Supplied records:

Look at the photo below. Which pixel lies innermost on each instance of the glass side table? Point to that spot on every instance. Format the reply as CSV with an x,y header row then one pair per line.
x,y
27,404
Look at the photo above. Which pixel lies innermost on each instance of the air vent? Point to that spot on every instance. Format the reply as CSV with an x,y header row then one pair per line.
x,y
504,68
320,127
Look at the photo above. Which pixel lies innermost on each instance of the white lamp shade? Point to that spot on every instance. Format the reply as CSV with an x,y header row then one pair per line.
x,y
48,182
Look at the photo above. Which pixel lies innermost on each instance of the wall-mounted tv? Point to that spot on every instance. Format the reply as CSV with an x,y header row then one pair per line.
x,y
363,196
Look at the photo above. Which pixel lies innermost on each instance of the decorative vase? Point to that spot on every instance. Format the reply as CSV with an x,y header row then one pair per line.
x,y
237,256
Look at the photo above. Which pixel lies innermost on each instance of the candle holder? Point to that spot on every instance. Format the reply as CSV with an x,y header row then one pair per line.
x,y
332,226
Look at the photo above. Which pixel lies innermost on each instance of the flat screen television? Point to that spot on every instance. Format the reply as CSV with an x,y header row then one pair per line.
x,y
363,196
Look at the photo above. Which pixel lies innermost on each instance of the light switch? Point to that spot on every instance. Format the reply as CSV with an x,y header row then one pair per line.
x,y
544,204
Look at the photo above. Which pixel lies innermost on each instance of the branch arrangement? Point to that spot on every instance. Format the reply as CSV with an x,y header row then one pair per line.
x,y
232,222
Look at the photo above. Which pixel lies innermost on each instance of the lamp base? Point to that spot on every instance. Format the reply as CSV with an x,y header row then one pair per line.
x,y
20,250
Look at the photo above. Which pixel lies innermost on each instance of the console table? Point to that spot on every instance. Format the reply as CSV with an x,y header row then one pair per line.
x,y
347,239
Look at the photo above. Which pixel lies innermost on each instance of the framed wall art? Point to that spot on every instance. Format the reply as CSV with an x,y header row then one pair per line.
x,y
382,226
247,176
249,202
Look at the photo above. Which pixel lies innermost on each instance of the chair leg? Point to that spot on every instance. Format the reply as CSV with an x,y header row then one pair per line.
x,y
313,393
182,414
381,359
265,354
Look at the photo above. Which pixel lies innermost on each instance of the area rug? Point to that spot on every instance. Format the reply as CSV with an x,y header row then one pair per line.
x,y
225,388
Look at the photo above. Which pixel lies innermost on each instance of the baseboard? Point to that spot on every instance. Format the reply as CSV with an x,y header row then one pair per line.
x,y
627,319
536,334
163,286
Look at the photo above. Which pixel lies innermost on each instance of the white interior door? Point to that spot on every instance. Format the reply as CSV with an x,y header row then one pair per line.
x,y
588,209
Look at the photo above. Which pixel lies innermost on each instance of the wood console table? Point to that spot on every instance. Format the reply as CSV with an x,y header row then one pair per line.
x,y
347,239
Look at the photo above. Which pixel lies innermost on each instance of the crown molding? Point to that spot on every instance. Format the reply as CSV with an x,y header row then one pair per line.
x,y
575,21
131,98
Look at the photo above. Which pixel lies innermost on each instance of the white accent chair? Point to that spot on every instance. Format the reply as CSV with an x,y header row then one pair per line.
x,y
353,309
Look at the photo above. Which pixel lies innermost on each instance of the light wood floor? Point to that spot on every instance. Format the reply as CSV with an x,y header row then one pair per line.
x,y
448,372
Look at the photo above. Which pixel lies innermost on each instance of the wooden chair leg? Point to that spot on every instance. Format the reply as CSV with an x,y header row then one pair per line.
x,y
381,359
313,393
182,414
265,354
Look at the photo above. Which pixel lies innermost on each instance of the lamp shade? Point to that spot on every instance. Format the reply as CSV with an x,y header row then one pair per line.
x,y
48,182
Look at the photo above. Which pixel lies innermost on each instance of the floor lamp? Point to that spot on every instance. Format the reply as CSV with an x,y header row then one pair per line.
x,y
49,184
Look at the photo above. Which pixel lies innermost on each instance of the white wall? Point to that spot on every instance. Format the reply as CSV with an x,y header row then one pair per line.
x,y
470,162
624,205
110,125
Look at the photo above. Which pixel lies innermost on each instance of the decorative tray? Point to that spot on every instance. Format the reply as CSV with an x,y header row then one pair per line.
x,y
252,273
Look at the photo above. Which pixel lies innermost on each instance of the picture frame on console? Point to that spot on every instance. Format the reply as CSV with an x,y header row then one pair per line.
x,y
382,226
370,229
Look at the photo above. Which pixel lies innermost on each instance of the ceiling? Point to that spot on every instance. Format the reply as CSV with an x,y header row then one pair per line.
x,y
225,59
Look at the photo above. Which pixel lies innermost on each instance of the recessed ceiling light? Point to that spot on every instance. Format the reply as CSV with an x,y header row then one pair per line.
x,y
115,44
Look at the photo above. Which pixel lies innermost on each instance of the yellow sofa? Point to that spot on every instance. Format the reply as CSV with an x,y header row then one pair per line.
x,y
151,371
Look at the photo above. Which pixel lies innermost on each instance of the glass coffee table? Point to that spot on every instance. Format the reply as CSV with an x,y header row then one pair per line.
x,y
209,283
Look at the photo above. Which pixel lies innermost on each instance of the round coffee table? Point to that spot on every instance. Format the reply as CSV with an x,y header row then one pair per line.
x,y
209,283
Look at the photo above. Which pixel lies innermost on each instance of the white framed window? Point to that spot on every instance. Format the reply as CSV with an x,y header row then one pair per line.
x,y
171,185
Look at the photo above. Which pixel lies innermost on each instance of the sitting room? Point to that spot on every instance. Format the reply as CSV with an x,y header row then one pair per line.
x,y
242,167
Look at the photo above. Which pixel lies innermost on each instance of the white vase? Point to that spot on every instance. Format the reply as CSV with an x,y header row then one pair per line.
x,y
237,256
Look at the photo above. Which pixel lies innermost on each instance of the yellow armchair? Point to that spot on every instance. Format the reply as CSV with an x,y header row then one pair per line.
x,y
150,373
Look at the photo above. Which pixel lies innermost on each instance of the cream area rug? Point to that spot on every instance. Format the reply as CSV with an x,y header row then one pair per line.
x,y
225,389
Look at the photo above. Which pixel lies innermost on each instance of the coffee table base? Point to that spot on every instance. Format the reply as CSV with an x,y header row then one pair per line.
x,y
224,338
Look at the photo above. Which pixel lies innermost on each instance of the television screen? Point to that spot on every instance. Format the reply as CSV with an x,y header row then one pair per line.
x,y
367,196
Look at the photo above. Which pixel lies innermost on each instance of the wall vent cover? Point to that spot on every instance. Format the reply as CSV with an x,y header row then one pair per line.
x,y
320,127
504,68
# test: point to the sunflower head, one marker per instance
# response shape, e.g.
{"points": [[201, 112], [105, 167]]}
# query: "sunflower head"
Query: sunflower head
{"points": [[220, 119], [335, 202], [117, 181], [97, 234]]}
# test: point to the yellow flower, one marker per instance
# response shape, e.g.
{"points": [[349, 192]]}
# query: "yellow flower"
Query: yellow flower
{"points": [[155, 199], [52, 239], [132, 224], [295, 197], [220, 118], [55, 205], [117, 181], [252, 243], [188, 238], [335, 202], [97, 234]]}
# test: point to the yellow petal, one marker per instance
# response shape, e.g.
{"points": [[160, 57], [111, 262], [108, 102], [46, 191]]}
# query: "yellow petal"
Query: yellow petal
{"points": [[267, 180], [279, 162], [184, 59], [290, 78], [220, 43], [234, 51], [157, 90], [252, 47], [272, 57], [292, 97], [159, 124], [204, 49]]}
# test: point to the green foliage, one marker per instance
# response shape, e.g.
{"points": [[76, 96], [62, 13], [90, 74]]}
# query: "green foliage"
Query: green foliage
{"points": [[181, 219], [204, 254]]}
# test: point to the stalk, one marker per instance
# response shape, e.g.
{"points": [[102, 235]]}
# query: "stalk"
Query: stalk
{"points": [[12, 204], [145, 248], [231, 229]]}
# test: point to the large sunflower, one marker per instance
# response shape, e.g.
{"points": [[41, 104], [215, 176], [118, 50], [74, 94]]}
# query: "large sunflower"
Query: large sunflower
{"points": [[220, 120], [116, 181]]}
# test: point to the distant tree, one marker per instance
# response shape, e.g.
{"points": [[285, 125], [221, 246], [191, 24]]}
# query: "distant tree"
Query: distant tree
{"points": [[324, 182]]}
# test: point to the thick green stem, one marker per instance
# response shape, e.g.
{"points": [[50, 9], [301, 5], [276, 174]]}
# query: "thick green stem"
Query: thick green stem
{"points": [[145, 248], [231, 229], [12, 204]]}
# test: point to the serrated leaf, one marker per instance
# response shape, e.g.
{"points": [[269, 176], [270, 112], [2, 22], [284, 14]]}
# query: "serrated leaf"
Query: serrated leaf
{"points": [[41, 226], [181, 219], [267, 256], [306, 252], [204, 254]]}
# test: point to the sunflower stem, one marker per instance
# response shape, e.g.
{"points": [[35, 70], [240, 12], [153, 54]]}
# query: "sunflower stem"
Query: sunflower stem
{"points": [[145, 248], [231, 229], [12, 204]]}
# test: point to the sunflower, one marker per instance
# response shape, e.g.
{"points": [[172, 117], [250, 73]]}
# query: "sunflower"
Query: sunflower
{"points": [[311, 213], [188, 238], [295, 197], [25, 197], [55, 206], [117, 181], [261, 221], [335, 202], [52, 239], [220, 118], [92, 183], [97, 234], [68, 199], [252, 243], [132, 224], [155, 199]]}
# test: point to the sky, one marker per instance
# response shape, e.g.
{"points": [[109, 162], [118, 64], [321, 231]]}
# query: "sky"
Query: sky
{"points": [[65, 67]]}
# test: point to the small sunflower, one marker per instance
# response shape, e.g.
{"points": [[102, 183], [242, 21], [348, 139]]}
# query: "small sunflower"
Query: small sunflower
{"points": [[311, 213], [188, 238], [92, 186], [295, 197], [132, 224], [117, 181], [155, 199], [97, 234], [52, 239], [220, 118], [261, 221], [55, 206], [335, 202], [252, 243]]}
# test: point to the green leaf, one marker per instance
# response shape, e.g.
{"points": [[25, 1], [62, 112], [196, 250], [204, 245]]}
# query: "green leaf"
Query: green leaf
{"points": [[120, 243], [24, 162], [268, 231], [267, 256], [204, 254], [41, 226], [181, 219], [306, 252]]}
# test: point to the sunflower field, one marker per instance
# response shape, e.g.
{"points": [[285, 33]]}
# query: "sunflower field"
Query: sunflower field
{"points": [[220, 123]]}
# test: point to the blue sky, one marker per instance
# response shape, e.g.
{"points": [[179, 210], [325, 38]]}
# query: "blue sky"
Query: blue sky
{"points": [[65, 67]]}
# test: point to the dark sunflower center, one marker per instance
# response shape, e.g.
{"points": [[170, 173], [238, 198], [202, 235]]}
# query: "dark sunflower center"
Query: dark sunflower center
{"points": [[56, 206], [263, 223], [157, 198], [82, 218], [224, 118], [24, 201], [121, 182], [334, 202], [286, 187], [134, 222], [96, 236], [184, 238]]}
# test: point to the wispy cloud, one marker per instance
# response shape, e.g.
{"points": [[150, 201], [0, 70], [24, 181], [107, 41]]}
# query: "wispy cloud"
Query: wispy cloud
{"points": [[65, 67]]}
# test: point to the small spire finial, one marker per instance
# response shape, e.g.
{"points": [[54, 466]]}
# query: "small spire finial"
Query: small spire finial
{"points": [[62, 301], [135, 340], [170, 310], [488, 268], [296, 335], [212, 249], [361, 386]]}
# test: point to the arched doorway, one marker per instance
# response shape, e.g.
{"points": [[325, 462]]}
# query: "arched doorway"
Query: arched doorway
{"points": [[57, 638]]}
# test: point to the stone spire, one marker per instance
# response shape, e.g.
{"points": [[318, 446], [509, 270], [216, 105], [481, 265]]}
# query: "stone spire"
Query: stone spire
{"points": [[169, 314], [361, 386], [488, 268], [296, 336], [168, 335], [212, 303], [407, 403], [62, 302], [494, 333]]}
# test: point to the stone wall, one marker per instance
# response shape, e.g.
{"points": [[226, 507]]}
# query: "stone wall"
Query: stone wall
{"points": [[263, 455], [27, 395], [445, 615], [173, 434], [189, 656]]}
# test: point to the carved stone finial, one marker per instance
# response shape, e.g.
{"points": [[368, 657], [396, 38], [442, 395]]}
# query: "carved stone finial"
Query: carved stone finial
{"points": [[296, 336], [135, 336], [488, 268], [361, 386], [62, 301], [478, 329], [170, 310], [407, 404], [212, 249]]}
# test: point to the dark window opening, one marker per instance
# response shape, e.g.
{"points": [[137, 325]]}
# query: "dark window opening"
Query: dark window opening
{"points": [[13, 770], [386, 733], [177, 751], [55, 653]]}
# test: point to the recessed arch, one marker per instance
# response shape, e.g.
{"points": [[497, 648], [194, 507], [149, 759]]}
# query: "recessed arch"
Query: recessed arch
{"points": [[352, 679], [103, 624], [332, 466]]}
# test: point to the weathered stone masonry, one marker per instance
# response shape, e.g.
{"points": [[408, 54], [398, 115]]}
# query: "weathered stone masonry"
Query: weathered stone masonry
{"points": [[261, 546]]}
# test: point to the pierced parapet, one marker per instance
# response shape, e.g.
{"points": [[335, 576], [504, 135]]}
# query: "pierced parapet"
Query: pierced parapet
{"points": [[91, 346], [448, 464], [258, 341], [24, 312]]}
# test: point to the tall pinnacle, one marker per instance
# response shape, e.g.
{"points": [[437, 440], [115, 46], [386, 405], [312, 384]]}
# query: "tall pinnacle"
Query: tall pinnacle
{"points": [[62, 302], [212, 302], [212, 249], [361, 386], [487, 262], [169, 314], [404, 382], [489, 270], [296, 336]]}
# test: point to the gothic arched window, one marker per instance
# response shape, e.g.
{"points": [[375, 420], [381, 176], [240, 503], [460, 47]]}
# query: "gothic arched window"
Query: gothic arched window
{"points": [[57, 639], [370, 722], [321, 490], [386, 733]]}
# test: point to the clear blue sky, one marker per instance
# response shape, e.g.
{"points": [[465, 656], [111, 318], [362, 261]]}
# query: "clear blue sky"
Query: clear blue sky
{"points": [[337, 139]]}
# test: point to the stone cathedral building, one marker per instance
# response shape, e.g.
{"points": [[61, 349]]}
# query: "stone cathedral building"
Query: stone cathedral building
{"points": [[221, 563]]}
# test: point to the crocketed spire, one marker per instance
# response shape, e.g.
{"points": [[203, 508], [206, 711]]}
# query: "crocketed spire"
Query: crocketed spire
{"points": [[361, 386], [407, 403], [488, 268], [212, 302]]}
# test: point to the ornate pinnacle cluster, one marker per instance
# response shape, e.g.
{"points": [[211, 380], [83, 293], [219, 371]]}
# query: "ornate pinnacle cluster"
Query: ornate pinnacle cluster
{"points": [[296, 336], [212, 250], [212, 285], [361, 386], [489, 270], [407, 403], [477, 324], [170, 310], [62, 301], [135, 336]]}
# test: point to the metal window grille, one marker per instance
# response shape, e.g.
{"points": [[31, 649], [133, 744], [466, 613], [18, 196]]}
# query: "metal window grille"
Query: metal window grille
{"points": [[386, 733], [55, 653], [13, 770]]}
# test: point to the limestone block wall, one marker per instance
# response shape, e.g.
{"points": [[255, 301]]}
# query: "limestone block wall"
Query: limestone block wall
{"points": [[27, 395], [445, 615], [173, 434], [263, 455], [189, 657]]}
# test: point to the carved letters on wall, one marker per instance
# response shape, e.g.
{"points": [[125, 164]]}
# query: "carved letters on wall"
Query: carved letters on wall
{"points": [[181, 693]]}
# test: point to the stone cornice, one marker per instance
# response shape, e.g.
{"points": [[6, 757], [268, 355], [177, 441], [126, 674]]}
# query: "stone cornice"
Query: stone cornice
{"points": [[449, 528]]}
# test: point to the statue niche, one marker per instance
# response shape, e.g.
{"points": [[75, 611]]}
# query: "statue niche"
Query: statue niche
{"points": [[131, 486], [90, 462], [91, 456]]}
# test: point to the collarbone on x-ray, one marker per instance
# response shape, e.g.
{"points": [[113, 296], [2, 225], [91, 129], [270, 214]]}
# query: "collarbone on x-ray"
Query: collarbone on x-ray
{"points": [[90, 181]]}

What is expected: Locate "# test: point to the stone cornice, one" in the material, then quote the line that contains it and all lines after it through the final one.

Task answer:
# test: point to the stone cornice, one marker per instance
# response shape, e.g.
{"points": [[6, 757], [268, 355], [177, 441], [126, 674]]}
# query: "stone cornice"
Query: stone cornice
{"points": [[449, 528]]}
# test: point to the statue niche, one marker per instance
# response shape, e.g.
{"points": [[75, 611]]}
# query: "statue niche"
Query: statue niche
{"points": [[131, 486], [90, 462], [91, 456]]}
# test: point to the collarbone on x-ray, one marker per instance
# response shape, e.g.
{"points": [[113, 296], [2, 225], [91, 129], [270, 214]]}
# query: "collarbone on x-ray"
Query: collarbone on x-ray
{"points": [[90, 181]]}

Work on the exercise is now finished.